### BEREITGESTELLTER TEXT ###
Da das Vorliegen der Voraussetzungen hier streitig war, konnte das Integrationsamt im Ergebnis keine offensichtliche Weiterbeschäftigungsmöglichkeit feststellen, sodass es die begehrte Kündigung nicht als offensichtlich unhaltbar qualifizierte und die Zustimmung erteilte. Das VG Frankfurt am Main sowie der Hessische VGH sind dieser Argumentation gefolgt.

III. Entscheidungen des VG Frankfurt am Main und des Hessischen VGH

In ihren Entscheidungsgründen haben die Gerichte unter Hinweis auf die ständige verwaltungsgerichtliche Recht Integrationsamtes eine Abwägung des Interesses des Arbeitgebers an der Erhaltung seiner Gestaltungsmöglichkeit gegen das Interesse des schwerbehinderten Menschen an der Erhaltung seines Arbeitsplatzes erfordere und insoweit nur Erwägungen eine Rolle spielen könnten, die sich speziell aus der Schwerbehindertenfürsorge herleiten. Rechtfertigen solche Erwägungen eine Versagung der Zustimmung nicht, so habe die behördliche Zustimmung dem Kündigenden diejenige Rechtsstellung zurückzugeben, die er hätte, wenn es keinen besonderen Kündigungsschutz für Schwerbehinderte gäbe.
###
**ANFORDERUNGEN**
Wie lautet im obigen Text zur Zustimmung des Integrationsamts die Passage von „III. Entscheidungen des“ bis „für Schwerbehinderte gäbe.“? Schreib sie wortgetreu heraus.
### BEREITGESTELLTE ANGABEN ###
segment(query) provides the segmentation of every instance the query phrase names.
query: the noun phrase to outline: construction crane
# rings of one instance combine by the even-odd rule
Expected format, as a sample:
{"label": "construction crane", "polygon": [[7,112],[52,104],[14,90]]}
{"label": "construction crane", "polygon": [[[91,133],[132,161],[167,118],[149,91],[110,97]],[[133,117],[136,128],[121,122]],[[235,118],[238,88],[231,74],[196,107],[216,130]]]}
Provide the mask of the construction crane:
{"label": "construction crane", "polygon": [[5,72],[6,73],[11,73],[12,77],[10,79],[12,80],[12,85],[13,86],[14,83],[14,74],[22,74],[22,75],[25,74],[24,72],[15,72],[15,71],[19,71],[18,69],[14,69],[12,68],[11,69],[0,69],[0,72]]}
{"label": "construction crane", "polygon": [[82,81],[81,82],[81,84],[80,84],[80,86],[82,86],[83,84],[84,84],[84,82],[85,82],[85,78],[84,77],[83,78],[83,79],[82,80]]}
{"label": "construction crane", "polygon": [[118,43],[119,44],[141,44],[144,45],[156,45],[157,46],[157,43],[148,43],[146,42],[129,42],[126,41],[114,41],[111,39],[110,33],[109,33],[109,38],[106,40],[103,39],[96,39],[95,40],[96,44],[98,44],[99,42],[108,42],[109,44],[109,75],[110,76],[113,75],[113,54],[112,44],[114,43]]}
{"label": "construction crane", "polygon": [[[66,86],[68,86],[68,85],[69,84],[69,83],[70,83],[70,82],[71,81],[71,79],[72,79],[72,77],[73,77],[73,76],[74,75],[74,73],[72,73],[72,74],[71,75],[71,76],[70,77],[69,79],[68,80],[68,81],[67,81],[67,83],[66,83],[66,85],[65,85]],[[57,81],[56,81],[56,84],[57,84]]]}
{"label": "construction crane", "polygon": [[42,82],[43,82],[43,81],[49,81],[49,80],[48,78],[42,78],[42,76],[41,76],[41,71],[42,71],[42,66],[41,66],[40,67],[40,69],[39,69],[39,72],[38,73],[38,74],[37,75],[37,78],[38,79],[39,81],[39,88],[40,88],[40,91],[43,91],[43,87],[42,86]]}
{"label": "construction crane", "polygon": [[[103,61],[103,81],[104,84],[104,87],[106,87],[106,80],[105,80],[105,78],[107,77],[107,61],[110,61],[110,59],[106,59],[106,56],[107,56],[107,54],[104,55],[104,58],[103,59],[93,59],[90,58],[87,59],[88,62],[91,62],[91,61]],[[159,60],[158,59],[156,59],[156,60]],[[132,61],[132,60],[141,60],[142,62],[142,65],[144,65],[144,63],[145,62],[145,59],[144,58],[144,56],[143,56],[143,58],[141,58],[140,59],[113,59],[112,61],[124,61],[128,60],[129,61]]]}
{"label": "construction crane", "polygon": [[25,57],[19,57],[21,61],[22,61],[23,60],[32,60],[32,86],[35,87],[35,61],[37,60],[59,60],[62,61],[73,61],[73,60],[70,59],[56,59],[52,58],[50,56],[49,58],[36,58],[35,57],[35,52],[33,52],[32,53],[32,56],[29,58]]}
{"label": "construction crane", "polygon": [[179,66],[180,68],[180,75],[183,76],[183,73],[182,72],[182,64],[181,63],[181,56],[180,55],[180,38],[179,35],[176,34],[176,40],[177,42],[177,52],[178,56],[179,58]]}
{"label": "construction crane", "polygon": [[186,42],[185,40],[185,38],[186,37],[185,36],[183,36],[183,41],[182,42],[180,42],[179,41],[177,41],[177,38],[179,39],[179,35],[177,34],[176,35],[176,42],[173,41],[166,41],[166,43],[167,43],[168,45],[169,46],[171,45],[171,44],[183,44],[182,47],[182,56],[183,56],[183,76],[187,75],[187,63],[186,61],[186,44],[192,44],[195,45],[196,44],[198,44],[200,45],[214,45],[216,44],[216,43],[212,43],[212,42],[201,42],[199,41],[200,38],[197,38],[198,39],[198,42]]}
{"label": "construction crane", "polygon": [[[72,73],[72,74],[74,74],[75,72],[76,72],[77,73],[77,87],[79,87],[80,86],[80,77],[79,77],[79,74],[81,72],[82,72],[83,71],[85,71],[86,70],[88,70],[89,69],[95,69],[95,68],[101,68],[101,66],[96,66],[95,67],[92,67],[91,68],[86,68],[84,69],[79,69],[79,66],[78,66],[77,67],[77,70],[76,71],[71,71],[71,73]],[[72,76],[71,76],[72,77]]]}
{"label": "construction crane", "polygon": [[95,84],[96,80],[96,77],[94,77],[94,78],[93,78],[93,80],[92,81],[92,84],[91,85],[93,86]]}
###
**LÖSUNG**
III. Entscheidungen des VG Frankfurt am Main und des Hessischen VGH

In ihren Entscheidungsgründen haben die Gerichte unter Hinweis auf die ständige verwaltungsgerichtliche Recht Integrationsamtes eine Abwägung des Interesses des Arbeitgebers an der Erhaltung seiner Gestaltungsmöglichkeit gegen das Interesse des schwerbehinderten Menschen an der Erhaltung seines Arbeitsplatzes erfordere und insoweit nur Erwägungen eine Rolle spielen könnten, die sich speziell aus der Schwerbehindertenfürsorge herleiten. Rechtfertigen solche Erwägungen eine Versagung der Zustimmung nicht, so habe die behördliche Zustimmung dem Kündigenden diejenige Rechtsstellung zurückzugeben, die er hätte, wenn es keinen besonderen Kündigungsschutz für Schwerbehinderte gäbe.